■ WORK TO COMPLETE ■
Write the items below as a numbered list with blank lines left out, beginning at the line that contains "Bet you can't find the dog's head" and stopping after the line that contains "[762,494,902,615]".

■ PROVIDED MATERIAL ■
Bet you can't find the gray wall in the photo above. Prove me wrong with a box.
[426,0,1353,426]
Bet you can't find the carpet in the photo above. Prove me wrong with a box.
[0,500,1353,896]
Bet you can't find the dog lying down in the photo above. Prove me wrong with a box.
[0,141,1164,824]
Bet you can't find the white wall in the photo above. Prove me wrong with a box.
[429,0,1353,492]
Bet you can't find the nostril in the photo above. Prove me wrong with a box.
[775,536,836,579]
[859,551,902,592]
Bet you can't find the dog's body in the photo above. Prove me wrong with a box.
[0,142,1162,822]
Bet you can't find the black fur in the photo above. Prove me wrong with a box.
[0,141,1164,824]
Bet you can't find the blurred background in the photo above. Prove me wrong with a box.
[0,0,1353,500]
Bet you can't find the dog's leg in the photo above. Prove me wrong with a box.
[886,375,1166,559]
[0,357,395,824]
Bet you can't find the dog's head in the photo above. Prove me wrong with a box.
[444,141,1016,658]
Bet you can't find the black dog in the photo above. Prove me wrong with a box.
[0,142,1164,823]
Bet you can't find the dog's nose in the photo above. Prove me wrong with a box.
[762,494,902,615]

==

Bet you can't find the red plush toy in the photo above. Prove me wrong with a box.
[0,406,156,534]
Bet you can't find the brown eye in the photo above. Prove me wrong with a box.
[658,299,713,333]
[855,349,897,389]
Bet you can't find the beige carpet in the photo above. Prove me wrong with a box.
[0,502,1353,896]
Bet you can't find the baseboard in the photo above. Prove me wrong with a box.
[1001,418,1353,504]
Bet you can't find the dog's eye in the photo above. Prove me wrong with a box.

■ EXERCISE RESULT ■
1. Bet you can't find the dog's head in the photo above. Prove me wrong with a box.
2. [444,141,1016,658]
3. Bet you can't find the black dog in the photo above. Prove me wrong with a box.
4. [0,142,1164,823]
5. Bet you can't find the dog's nose in the photo above. Prove me wrong with a box.
6. [762,494,902,615]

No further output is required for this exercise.